* [REQUIRED ACTIONS]
- A) According to the forum thread, how many coding submissions per language per model are generated in the evaluations?
- B) In the forum thread, change everything from "Looks like we" down to "tried. Very exciting!" so that "logic puzzles" stands in place of "math problems".

TEXT EXCERPT START

Looks like we are seeing small but mighty model breakthroughs, outpacing the pure capital firepower of SOTA providers. I love rooting for the little guy, but is it too soon to call it? To play devils advocate, could it just be the benchmarks are not efficient enough to capture success of real developer workflows?
I think people are going to continue to be surprised by the capability of small models.
Now, if you ask this model to have a conversation with you, it's gonna fail and be incoherent. But boy, does it sure reason through math problems well.
I've just started using qwen3.6:35b a couple days ago running on my framework desktop and rather impressed. It runs really well and reminds me of probably the first Claude model I used. It's the first local model that's actually working for me in a coding agent I've tried. Very exciting!
Try 27b, it's significantly smarter than 35b-a3b (although it is slower, it's not so bad with MTP).
It is, but it's way too slow on a Strix Halo due to its limited bandwidth.
(I'm still sad that they didn't make a 122B-A10B version of it, as it's the kind of model that fits best on a Strix Halo, and for 3.5 it was comparable in performance to the dense 27B version).
Yeah the speed is vastly different but it's getting ~10 tps. And the MoE model is like 50 or something. Might use it if it proves to be much smarter I dont really monitor my agents while they're running.
At least according to gertlabs, Qwen3.6 27B outperforms every SoTA (closed) model at Kotlin: https://archive.vn/RYBCL / https://gertlabs.com/rankings?mode=agentic_coding&language=k...
Interesting. I wonder if there is opportunity to train a set of small model variants to excel at a certain stacks. Eg Qwen3.6-27B for Node + React or Qwen3.6-27B for Rust + TUI
This is always how I've imagined small/consumer-hardware models going in time. If I only ever code in Python, give me a model that does just that (plus some general CS, algorithms, structure, etc.) and does it super-fast and well. Make it small enough that if I need a Python back end and an HTML front end, another specific model can load alongside and collaborate on the front end.
Or give me a pure shopping model that has a general understanding of products and product categories, and then will playwright/scrape/API into shopping sites to compare options and find me what I want. Etc.
Qwen 3.6 27B is an anomalously strong all-around model for its size, but when we run our evaluations, we generate 10 coding submissions/language/model (110 total). So full discosure, the per-language per-model performances can be noisy (I do not think Qwen3.6 27B is better than Fable 5 in agentic workflows when writing Kotlin, given enough samples, although we do find some interesting anomalies that hold up under large sample sizes).
Hmm, I just assumed bigger was better. How's it different?
Off the top of my head since it seems to be the quick info you're looking for: IIRC, with these two, the 27B is a dense model, meaning it's all active at inference. Meanwhile, the 35B is a Mixture of Experts (MoE), so only part of its network (3B?) is active at any time.
Thanks! Dense models have been slow on my compute, but I'll give it a try. If its not toooooo slow then it's fine I mostly fire and forget agents anyway.

TEXT EXCERPT END
SOURCE DATA START

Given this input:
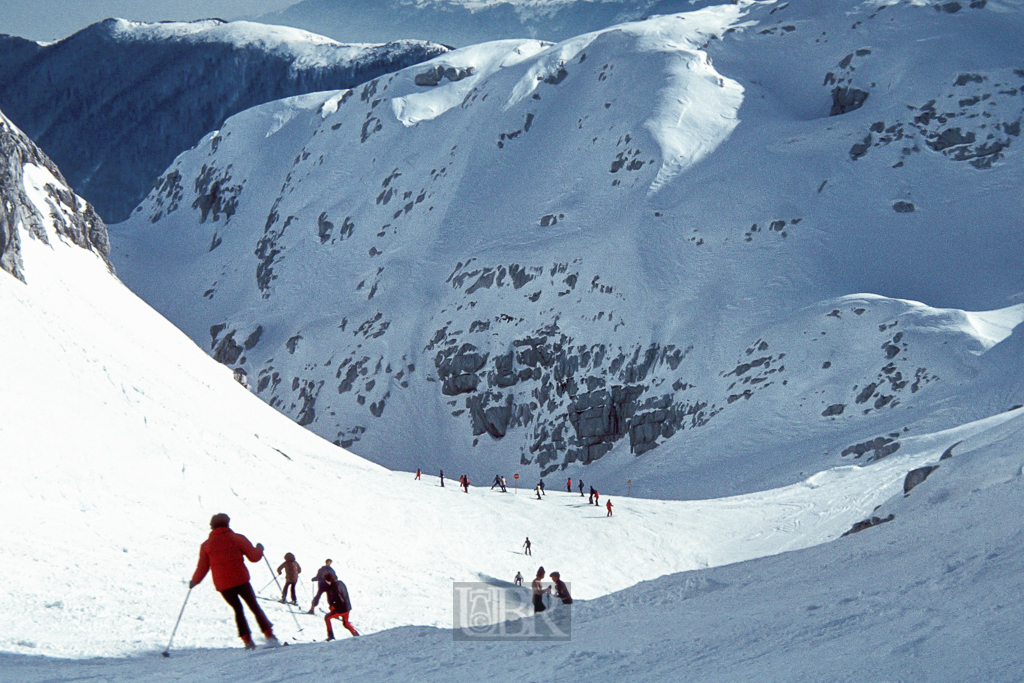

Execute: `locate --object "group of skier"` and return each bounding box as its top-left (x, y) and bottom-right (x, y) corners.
top-left (188, 512), bottom-right (359, 649)
top-left (414, 469), bottom-right (612, 517)
top-left (189, 469), bottom-right (611, 649)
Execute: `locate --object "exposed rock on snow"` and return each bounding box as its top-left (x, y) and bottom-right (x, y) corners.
top-left (0, 19), bottom-right (446, 221)
top-left (0, 113), bottom-right (113, 281)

SOURCE DATA END

* [SOLUTIONS TO THE PROBLEMS]
- A) Ten coding submissions per language per model (110 total).

- B)
Looks like we are seeing small but mighty model breakthroughs, outpacing the pure capital firepower of SOTA providers. I love rooting for the little guy, but is it too soon to call it? To play devils advocate, could it just be the benchmarks are not efficient enough to capture success of real developer workflows?
I think people are going to continue to be surprised by the capability of small models.
Now, if you ask this model to have a conversation with you, it's gonna fail and be incoherent. But boy, does it sure reason through logic puzzles well.
I've just started using qwen3.6:35b a couple days ago running on my framework desktop and rather impressed. It runs really well and reminds me of probably the first Claude model I used. It's the first local model that's actually working for me in a coding agent I've tried. Very exciting!